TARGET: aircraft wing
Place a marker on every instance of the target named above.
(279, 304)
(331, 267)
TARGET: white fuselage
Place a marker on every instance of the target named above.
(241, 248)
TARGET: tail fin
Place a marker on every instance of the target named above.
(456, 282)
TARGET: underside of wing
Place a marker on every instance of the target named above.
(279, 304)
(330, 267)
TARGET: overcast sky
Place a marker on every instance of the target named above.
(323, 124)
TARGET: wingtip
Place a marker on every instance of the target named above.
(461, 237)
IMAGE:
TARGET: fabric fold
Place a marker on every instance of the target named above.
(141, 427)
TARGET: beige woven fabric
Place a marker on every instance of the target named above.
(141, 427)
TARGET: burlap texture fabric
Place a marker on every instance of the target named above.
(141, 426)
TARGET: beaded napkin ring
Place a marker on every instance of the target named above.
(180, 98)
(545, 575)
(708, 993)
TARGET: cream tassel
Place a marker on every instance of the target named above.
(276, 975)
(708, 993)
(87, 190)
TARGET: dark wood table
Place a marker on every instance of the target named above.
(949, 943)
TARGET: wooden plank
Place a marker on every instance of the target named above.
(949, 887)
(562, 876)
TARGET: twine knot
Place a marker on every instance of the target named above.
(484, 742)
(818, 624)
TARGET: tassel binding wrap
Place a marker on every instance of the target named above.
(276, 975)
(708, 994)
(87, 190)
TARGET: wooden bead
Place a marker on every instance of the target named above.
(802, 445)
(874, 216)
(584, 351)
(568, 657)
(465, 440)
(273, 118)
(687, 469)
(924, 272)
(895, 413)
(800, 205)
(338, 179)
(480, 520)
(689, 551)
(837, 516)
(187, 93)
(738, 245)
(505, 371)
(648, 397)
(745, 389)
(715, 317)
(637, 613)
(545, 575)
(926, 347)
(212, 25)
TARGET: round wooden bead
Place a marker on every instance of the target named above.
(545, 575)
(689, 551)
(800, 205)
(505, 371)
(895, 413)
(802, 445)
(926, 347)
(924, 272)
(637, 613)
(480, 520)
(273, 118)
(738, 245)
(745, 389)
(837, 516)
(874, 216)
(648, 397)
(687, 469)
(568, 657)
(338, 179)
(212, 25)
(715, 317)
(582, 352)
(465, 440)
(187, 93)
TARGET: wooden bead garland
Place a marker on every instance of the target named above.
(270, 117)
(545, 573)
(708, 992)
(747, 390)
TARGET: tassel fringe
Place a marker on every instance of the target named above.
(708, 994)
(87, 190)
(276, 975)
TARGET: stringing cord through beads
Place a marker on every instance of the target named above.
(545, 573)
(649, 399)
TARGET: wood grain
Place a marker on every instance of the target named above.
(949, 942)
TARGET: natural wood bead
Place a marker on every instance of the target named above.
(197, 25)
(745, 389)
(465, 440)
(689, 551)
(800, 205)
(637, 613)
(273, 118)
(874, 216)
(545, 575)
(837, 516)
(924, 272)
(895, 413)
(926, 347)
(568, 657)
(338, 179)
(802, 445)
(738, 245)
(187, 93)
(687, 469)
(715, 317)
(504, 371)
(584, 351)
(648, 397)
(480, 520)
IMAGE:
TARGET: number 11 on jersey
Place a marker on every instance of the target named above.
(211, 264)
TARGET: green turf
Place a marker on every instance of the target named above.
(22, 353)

-.-.-

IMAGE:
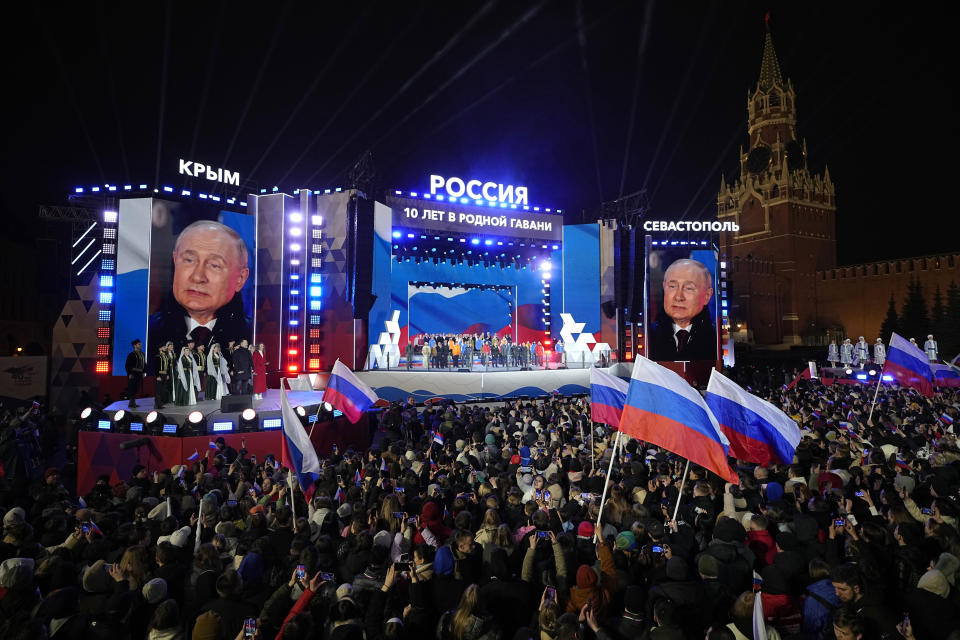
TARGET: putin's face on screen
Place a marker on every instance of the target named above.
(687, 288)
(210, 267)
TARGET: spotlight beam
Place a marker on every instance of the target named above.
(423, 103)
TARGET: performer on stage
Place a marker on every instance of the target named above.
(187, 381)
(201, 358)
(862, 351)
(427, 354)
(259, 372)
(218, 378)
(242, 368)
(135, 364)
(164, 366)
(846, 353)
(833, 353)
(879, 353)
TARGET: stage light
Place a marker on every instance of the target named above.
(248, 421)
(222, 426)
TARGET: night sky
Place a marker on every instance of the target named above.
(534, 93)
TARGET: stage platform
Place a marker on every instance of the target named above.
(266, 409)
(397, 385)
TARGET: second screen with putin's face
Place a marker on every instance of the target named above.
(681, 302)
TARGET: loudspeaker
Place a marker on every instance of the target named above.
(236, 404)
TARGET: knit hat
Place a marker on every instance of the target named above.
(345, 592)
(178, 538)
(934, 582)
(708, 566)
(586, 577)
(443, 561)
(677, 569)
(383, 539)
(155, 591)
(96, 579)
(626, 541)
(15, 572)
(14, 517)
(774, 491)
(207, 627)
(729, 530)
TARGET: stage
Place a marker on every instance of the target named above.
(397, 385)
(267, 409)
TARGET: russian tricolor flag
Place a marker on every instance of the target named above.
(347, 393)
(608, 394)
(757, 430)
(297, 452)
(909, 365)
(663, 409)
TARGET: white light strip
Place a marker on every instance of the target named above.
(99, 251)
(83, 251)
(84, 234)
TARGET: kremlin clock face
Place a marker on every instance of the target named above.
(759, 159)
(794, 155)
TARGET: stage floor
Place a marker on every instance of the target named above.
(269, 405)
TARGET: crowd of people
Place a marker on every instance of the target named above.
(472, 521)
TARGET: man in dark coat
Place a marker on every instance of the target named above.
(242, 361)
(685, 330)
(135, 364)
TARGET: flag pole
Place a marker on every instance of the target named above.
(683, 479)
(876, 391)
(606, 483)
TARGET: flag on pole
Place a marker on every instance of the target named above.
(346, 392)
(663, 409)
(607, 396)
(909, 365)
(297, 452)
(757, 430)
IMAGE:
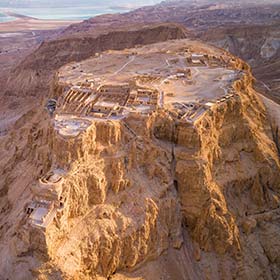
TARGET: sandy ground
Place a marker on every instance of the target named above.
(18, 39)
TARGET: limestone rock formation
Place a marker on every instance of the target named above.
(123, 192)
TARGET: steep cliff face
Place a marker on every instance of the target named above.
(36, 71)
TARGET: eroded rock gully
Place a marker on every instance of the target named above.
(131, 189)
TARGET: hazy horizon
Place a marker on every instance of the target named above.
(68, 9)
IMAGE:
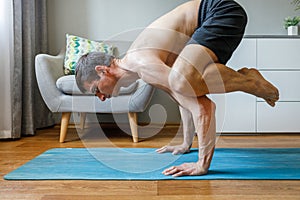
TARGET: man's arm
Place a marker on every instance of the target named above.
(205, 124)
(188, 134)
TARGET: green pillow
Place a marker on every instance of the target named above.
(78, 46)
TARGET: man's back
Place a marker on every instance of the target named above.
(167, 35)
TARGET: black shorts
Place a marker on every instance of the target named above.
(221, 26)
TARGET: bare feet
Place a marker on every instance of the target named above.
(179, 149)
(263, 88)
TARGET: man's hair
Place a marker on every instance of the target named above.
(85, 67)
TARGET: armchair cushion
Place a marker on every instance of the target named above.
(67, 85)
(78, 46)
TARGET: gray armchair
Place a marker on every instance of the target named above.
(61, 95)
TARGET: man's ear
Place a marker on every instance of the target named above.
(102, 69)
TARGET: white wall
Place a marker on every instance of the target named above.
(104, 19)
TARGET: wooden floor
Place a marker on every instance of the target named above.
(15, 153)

-.-.-

◆ EXERCISE DIRECTIONS
Select every line of the data above that contains the string "pole" and copy each one in full.

◆ SOLUTION TO THE PROBLEM
TARGET: flag pole
TARGET: flag on pole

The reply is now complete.